| REQUIRED WORK |
Return the passage of the letter proposing a truce in the "sex wars" from "In Which I Call" up to and including "be on gender.", with the wording unchanged.

| SELECTED PASSAGE |
In Which I Call A Truce on the "Sex Wars" Thing

Dear Feminists:

I’d like to propose a truce on this whole “sex wars” thing. It’s a battle that’s been raging since before my time, but that doesn’t mean it has to go on forever. No matter how we define ourselves, at the core of it we all want women to be treated as people, right? We want to end oppression, right? Correct me if I’m wrong, but if feminism had to be summed up in one sentence it would be fair to say that feminists “seek to end oppression” perhaps throwing in a comment on how feminism’s focus tends to be on gender.

So why do we have to tear into each other when it comes to… well, everything, really. But, talking about the sex wars, why is it when one of us makes a post on the sex work industry, it all too often is addressed to the “opposing side” which isn’t, as one would think, the industry itself, but rather the feminists who take a different approach?

I’m going to go out on a limb here and say that women shouldn’t be the focus of this battle. And by that I mean we shouldn’t target them — we should target the sex work industry. When talking to feminists outside of our particular mindset, what’s to be gained by dragging the conversation down into the pros/cons of being a sex worker, or watching porn, or whatever? All it does is make it personal, therefore obscuring any useful conversation that could have taken place about the human rights abuses that do happen.

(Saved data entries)
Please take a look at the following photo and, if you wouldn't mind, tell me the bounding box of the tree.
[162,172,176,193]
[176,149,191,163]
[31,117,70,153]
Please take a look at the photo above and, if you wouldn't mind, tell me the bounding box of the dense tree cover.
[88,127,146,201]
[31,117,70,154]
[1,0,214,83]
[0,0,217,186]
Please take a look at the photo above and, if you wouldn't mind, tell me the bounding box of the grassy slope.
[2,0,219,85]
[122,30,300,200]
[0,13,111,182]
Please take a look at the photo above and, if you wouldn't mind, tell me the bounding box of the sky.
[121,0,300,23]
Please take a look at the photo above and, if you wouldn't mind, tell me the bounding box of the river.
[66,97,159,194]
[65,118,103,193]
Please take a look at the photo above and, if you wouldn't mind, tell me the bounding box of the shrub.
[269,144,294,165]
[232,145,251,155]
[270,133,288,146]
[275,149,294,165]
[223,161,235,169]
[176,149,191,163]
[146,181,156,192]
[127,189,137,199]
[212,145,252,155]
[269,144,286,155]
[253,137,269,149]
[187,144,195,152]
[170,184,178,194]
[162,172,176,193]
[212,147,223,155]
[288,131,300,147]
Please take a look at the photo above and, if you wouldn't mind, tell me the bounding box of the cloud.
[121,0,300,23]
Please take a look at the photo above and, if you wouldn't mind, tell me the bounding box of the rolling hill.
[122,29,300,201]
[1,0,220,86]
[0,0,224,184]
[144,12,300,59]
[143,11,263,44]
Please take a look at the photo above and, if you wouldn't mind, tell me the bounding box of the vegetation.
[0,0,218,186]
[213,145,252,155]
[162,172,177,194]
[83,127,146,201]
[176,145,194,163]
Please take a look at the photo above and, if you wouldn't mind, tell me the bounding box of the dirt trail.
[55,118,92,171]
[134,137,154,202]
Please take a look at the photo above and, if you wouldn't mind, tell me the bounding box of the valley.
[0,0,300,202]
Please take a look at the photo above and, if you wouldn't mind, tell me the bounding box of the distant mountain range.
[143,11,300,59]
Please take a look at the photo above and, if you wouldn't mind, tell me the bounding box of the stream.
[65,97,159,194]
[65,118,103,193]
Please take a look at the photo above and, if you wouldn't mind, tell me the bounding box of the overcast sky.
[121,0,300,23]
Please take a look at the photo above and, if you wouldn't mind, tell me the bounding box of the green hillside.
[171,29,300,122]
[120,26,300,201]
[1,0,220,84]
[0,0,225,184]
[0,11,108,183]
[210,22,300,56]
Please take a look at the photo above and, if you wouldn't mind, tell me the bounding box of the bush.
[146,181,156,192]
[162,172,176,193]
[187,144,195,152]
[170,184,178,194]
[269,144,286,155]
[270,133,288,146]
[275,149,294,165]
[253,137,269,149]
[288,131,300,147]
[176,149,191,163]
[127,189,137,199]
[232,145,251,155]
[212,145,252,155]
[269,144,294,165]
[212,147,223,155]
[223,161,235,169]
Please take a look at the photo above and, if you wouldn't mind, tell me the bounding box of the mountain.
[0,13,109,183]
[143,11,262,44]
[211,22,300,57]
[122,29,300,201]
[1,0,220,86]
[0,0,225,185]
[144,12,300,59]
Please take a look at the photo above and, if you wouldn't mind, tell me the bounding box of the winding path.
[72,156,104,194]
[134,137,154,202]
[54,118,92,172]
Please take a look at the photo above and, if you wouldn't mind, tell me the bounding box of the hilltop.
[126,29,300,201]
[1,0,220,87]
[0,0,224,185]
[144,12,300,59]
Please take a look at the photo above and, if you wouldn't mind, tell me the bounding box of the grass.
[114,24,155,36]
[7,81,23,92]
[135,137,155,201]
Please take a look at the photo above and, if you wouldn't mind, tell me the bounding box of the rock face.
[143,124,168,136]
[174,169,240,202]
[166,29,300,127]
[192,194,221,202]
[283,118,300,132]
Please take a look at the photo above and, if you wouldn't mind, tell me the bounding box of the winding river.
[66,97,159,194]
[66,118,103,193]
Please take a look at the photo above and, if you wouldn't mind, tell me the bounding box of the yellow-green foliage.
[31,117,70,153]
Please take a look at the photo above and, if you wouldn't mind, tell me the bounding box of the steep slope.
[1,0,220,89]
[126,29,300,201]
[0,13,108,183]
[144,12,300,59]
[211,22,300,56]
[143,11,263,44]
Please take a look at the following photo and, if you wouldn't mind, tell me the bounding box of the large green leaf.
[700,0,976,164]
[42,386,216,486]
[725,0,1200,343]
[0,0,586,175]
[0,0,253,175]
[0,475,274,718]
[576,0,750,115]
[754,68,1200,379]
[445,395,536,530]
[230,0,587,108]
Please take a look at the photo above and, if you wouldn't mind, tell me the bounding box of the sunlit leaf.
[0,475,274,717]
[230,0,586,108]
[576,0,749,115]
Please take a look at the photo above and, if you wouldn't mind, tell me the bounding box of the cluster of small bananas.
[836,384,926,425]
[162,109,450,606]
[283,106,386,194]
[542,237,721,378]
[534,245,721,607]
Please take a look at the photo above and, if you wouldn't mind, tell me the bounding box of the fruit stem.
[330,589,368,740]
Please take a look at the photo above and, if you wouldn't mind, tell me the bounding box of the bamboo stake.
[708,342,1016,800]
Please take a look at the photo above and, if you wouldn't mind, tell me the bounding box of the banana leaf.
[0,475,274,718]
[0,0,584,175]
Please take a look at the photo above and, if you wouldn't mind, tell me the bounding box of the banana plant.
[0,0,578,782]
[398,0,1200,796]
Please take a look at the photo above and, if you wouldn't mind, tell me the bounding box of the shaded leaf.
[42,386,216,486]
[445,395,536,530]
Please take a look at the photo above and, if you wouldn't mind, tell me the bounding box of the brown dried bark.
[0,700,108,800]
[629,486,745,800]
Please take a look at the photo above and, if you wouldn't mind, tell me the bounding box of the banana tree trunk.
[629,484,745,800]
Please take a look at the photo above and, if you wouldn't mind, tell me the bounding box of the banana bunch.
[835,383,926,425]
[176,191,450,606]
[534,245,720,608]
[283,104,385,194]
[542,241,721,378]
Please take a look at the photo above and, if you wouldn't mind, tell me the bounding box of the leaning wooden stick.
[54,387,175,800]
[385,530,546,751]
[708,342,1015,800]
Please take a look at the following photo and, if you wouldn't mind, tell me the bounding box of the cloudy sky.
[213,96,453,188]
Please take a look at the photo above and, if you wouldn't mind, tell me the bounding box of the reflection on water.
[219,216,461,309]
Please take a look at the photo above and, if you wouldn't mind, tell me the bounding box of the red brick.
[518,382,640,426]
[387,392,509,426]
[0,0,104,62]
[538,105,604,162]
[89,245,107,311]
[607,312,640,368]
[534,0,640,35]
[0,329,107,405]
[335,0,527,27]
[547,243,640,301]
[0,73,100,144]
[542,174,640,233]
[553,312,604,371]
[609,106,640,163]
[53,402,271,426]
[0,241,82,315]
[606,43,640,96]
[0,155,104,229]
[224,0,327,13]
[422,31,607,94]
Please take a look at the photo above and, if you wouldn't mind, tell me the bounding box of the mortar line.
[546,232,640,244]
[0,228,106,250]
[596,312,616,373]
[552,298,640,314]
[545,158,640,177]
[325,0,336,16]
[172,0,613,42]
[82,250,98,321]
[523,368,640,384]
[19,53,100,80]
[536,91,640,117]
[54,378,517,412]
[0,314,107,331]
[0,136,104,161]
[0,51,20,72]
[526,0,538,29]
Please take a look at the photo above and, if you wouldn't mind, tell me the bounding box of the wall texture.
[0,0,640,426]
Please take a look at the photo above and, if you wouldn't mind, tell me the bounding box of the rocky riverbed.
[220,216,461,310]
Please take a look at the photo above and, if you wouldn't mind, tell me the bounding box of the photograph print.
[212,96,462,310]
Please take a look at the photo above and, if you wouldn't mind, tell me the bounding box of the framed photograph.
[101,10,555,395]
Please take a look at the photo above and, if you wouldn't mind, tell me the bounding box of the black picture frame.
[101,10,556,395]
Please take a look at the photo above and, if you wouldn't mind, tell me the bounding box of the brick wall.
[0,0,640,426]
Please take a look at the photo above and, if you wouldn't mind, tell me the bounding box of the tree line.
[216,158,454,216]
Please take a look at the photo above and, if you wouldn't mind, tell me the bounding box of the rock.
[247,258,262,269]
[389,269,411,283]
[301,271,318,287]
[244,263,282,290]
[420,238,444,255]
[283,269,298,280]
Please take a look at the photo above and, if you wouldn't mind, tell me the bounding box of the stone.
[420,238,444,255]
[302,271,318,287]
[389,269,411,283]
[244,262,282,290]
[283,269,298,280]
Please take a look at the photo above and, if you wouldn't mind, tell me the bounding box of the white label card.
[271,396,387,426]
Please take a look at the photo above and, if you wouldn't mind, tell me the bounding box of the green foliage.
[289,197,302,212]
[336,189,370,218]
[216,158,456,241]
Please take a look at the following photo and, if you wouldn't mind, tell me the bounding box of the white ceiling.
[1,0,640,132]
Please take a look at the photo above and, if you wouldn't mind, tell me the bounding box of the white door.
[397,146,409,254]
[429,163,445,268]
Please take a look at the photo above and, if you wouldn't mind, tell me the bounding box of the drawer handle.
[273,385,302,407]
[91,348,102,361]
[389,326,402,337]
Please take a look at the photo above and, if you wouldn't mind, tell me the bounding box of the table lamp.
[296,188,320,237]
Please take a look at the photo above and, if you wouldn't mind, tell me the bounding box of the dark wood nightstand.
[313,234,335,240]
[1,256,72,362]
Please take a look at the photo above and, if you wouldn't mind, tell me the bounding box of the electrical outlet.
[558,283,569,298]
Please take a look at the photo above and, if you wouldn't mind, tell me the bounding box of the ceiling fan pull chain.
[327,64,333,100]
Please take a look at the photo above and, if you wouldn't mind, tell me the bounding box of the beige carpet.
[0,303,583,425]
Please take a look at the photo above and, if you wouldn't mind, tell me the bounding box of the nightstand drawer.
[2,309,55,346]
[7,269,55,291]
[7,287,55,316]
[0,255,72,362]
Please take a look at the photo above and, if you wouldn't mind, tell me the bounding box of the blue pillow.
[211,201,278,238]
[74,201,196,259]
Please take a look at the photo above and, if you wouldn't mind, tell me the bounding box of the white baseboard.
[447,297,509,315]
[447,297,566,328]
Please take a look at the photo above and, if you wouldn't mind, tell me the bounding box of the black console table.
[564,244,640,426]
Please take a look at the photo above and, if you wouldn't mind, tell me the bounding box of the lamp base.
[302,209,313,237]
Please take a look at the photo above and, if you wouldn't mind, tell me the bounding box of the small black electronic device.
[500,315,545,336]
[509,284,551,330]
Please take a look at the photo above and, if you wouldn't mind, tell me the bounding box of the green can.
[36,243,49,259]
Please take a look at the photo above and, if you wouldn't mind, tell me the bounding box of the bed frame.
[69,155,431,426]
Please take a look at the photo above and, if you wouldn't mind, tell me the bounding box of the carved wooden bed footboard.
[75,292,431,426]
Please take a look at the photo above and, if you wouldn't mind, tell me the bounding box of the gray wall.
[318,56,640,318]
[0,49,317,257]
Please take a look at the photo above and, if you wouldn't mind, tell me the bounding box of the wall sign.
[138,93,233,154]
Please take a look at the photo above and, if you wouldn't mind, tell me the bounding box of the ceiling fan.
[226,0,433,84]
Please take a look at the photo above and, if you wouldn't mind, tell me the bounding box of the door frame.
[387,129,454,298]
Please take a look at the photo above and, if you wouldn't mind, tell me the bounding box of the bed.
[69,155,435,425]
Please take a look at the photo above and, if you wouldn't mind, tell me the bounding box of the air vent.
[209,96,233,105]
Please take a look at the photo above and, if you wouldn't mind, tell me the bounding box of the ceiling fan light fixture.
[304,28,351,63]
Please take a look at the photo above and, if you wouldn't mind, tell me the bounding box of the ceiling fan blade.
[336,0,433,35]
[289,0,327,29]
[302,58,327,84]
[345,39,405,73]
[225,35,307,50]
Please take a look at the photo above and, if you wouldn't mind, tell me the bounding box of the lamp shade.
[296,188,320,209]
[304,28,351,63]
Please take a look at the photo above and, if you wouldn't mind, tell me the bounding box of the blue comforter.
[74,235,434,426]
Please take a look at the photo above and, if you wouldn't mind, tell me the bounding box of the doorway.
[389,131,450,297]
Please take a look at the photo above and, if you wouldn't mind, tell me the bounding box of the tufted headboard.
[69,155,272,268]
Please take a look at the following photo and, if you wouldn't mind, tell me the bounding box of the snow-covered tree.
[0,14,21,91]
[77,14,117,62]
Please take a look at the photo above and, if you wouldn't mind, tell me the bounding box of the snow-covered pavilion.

| FULL SOLUTION |
In Which I Call A Truce on the "Sex Wars" Thing

Dear Feminists:

I’d like to propose a truce on this whole “sex wars” thing. It’s a battle that’s been raging since before my time, but that doesn’t mean it has to go on forever. No matter how we define ourselves, at the core of it we all want women to be treated as people, right? We want to end oppression, right? Correct me if I’m wrong, but if feminism had to be summed up in one sentence it would be fair to say that feminists “seek to end oppression” perhaps throwing in a comment on how feminism’s focus tends to be on gender.